Source excerpt
++++++++

DAY 24: SQL - Query Optimization & Performance Tuning

Guru Charan Pathalla

DAY 24: SQL - Query Optimization & Performance Tuning

Learning Objectives: - Analyze query execution plans - Identify performance bottlenecks - Optimize JOIN operations - Use appropriate indexing strategies - Write efficient WHERE clauses

Topics Covered (60 min):

1. Execution Plan Analysis - View Actual Execution Plan (Ctrl+M) - Read plan from right to left - Identify expensive operations (Table Scan, Sort) - Look for warnings (missing index, type conversion) - % of total cost

2. Indexing Strategy - Clustered index (1 per table, sorts data) - Non-clustered index (pointers to data) - Composite indexes (multiple columns) - Include columns for covering index - When to rebuild/reorganize indexes

3. Query Optimization Techniques - Use WHERE before JOIN - Avoid SELECT *, specify needed columns - Use EXISTS instead of IN for large datasets - Avoid functions on indexed columns in WHERE - Use UNION ALL instead of UNION when possible

4. JOIN Optimization - Join order matters (smaller table first) - Use appropriate join types - Index foreign key columns - Avoid Cartesian products - Consider temp tables for complex joins

Video Resources:

  1. SQL Query Optimization Techniques (7:20)
    https://www.youtube.com/watch?v=MpczBuIk7R8

  2. Secret To Optimizing SQL Queries - Understand The SQL Execution Plan (12:11)
    https://www.youtube.com/watch?v=BHwzDmr6d7s

  3. 5-Minute SQL Performance Boost Using Execution Plans (2:24)
    https://www.youtube.com/watch?v=Kb1Qz265YSE

AI Learning Prompts (Concept Understanding Only):

Understanding Query Optimization:

I'm learning SQL query optimization. Please explain:

1. How do I read an execution plan?

++++++++

Data
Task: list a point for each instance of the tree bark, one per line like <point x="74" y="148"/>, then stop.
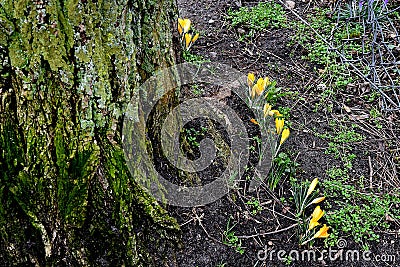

++++++++

Stated task 1
Using the SQL optimization lesson, say whether each statement agrees with it, answering yes or no and quoting the deciding words: (a) An execution plan should be read from left to right. (b) A table can have only one clustered index. (c) UNION is preferred over UNION ALL when possible.
Stated task 2
Write a continuation of the SQL optimization lesson, starting after its final line, "1. How do I read an execution plan?"

Task result 1
(a) No: "Read plan from right to left"
(b) Yes: "Clustered index (1 per table, sorts data)"
(c) No: "Use UNION ALL instead of UNION when possible"

Task result 2
2. What is a table scan vs index seek and which is better?
3. Show me how to identify slow queries
4. What are the most common performance mistakes?
5. Provide examples of before/after query optimization

Use SQL Server with practical examples.

Understanding Indexing:

Help me understand SQL indexing:

1. What is the difference between clustered and non-clustered indexes?
2. When should I create an index?
3. Can too many indexes be bad?
4. Show me how to find missing indexes
5. Explain covering indexes and when to use them

Provide beginner-friendly explanations.

Guided Practice (60 min):

📝 How to approach Guided Practice:

  • Follow step-by-step: Work through each exercise in order
  • Use provided resources: Reference the video tutorials and AI prompts if you get stuck
  • Verify your work: Check your results match expected outcomes
  • Take notes: Document key learnings and shortcuts you discover
  • Ask for help: Use AI assistants to clarify concepts you don't understand

Exercise 1: Read and Analyze SQL Execution Plans

Goal: Learn to read execution plans to identify performance bottlenecks like table scans, missing indexes, and expensive operations.

Step-by-Step Instructions:

  1. Create sample tables with data:
    CREATE TABLE Customers (
        CustomerID INT PRIMARY KEY,
        Name VARCHAR(100),
        Region VARCHAR(50),
        Email VARCHAR(100)
    );
    
    CREATE TABLE Orders (
        OrderID INT PRIMARY KEY,
        CustomerID INT,
        OrderDate DATE,
        Amount DECIMAL(10,2)
    );
    
    -- Insert sample data (1000+ rows for meaningful analysis)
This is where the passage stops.